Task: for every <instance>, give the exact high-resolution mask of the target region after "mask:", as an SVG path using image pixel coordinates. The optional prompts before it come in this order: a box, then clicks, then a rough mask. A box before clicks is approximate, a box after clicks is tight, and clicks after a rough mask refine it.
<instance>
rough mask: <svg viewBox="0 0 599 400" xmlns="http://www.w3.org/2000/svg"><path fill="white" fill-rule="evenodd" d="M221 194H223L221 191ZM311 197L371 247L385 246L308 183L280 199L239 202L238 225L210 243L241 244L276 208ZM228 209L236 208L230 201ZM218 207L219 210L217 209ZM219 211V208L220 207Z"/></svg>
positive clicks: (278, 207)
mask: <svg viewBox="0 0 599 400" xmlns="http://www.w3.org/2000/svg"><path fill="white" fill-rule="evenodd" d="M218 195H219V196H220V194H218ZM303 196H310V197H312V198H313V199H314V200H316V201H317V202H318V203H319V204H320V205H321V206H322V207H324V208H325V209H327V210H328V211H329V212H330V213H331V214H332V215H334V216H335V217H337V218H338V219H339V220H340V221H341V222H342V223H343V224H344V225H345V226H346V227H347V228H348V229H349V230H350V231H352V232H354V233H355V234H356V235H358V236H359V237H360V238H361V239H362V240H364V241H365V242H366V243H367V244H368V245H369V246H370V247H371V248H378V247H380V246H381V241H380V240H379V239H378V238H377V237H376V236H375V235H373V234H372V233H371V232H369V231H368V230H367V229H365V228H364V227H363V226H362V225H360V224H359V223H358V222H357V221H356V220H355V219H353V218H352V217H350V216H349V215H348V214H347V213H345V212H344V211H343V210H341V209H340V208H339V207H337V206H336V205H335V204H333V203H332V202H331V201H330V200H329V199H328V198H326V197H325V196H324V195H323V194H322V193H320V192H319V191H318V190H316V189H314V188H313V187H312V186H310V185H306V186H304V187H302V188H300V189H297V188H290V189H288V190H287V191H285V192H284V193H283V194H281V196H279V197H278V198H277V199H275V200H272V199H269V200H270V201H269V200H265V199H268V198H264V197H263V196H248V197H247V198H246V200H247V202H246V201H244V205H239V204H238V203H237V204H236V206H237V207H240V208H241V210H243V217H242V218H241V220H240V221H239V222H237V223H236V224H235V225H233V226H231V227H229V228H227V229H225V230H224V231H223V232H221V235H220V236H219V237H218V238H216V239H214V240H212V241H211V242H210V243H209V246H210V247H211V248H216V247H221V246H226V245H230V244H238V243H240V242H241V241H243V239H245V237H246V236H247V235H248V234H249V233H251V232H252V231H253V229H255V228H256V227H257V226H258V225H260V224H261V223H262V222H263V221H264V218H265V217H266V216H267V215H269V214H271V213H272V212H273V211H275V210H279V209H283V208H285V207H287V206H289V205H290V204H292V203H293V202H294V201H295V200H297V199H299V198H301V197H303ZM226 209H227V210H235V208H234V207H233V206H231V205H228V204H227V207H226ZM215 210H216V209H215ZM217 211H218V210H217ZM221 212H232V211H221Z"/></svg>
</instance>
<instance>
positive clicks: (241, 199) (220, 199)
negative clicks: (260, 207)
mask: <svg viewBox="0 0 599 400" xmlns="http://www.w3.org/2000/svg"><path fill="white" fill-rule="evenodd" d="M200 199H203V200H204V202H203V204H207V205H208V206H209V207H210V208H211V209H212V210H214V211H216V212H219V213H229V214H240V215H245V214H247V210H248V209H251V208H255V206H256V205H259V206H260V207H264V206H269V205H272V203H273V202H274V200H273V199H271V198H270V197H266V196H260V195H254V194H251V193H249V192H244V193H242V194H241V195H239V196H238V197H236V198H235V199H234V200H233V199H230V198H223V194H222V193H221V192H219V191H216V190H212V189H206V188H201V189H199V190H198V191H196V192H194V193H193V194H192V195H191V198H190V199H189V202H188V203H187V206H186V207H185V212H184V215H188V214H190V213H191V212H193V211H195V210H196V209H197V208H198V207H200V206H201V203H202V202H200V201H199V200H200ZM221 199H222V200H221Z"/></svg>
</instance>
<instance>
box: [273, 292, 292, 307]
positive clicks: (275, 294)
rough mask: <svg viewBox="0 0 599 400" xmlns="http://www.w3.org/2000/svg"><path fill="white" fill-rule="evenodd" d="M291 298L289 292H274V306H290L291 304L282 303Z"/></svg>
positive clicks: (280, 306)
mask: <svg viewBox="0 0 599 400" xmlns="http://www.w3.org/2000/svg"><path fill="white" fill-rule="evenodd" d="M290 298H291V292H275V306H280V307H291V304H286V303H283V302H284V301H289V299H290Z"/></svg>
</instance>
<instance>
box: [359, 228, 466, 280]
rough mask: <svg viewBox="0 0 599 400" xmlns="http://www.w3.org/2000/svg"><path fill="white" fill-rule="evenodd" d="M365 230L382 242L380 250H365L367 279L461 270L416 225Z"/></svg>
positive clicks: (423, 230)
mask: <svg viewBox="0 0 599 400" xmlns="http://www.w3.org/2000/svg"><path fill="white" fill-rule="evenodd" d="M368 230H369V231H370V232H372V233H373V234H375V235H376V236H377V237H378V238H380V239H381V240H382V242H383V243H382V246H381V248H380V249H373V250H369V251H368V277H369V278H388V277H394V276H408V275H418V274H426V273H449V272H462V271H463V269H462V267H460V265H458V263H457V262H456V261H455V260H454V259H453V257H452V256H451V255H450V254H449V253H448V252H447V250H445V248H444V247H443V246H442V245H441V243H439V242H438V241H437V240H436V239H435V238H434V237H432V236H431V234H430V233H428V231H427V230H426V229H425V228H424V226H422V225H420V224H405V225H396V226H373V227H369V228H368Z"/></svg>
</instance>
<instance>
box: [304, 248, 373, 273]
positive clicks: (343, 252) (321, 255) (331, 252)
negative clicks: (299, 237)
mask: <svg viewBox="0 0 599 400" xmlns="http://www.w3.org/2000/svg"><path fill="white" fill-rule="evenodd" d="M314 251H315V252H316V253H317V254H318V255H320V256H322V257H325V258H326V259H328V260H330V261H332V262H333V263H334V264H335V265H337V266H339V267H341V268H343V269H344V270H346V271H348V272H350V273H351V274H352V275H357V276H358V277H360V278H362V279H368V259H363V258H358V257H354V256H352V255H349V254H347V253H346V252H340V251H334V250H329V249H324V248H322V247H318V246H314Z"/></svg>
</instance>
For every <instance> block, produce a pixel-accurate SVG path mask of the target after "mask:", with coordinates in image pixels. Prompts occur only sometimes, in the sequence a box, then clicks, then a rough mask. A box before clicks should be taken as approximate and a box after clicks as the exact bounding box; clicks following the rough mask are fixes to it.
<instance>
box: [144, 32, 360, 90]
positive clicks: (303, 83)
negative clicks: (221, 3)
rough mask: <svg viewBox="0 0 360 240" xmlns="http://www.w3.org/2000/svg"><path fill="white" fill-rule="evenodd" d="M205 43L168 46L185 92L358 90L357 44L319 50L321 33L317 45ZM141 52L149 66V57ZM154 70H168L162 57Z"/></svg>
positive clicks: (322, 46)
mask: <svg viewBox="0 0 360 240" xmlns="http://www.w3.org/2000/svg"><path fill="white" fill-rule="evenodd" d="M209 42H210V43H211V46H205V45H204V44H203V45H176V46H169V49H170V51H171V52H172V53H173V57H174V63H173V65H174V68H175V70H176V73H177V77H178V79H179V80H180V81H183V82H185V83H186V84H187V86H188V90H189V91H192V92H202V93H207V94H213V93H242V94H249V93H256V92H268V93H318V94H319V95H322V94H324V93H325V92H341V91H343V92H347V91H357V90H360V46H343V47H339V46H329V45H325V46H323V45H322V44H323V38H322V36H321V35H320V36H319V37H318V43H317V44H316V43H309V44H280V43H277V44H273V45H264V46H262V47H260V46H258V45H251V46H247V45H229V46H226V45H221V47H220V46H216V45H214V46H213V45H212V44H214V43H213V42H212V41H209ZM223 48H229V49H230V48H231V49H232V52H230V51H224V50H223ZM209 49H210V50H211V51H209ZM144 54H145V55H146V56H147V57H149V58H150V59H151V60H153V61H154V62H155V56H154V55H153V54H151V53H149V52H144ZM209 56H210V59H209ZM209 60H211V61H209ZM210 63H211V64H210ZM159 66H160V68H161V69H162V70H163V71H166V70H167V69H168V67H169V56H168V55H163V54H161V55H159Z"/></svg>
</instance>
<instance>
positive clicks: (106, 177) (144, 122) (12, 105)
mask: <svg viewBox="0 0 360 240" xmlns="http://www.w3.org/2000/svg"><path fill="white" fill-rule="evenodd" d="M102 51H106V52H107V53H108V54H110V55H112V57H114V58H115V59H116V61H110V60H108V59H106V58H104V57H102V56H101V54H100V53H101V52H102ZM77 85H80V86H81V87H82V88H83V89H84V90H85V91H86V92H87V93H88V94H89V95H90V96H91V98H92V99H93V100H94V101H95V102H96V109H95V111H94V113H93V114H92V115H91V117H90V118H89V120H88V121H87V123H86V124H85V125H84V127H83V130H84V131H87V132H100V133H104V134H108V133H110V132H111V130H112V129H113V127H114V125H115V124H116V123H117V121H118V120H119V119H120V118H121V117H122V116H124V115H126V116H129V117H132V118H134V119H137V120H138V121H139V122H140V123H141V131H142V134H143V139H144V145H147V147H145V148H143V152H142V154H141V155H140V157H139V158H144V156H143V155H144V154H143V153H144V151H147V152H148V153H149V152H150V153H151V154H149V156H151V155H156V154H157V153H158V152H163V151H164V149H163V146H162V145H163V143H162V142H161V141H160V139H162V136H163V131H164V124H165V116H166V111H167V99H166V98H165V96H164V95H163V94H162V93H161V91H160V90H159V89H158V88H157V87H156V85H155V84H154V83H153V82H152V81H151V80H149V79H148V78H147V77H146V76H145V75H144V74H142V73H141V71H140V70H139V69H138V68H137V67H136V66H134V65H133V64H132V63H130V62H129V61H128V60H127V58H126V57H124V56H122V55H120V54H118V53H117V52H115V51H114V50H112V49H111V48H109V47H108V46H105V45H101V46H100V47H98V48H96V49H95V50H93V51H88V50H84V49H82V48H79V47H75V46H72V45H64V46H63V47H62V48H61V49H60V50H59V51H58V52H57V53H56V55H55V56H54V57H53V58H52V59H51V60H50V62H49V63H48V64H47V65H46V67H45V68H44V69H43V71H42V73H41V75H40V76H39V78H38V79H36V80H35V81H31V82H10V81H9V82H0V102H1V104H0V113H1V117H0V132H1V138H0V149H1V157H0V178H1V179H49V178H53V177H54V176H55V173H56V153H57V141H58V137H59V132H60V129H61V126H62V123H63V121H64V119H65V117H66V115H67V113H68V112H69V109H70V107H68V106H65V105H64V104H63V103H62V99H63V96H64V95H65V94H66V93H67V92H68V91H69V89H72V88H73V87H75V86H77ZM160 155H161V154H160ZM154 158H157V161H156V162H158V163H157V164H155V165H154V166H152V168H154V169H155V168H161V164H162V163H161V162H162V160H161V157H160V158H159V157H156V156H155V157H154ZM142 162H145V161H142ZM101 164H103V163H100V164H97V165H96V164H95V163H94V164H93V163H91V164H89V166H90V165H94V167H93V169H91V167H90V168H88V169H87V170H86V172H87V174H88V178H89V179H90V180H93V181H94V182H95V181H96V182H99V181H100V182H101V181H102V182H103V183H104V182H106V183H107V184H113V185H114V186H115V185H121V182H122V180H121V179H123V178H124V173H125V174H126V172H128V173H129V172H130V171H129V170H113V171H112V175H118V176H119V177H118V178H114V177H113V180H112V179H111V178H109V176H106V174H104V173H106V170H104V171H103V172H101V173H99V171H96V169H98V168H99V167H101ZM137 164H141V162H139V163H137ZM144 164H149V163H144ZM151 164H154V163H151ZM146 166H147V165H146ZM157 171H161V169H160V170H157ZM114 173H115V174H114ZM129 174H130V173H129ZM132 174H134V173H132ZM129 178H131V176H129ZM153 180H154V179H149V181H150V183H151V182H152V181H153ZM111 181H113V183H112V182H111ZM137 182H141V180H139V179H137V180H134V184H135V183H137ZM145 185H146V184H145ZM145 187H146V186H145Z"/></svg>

## [TASK PROMPT]
Please copy the lines above from the line with "298L289 292H274V306H290L291 304L282" up to and including the line with "230L382 242L380 250H365L367", exactly as written and with nothing else.

## [SOLUTION TO THIS EXERCISE]
rough mask: <svg viewBox="0 0 599 400" xmlns="http://www.w3.org/2000/svg"><path fill="white" fill-rule="evenodd" d="M291 298L289 292H274V306H290L291 304L282 303Z"/></svg>
positive clicks: (280, 306)
mask: <svg viewBox="0 0 599 400" xmlns="http://www.w3.org/2000/svg"><path fill="white" fill-rule="evenodd" d="M290 298H291V292H275V306H280V307H291V304H286V303H283V302H284V301H289V299H290Z"/></svg>
</instance>
<instance>
box: [359, 228, 466, 280]
rough mask: <svg viewBox="0 0 599 400" xmlns="http://www.w3.org/2000/svg"><path fill="white" fill-rule="evenodd" d="M365 230L382 242L380 250H365L367 279L461 270L416 225Z"/></svg>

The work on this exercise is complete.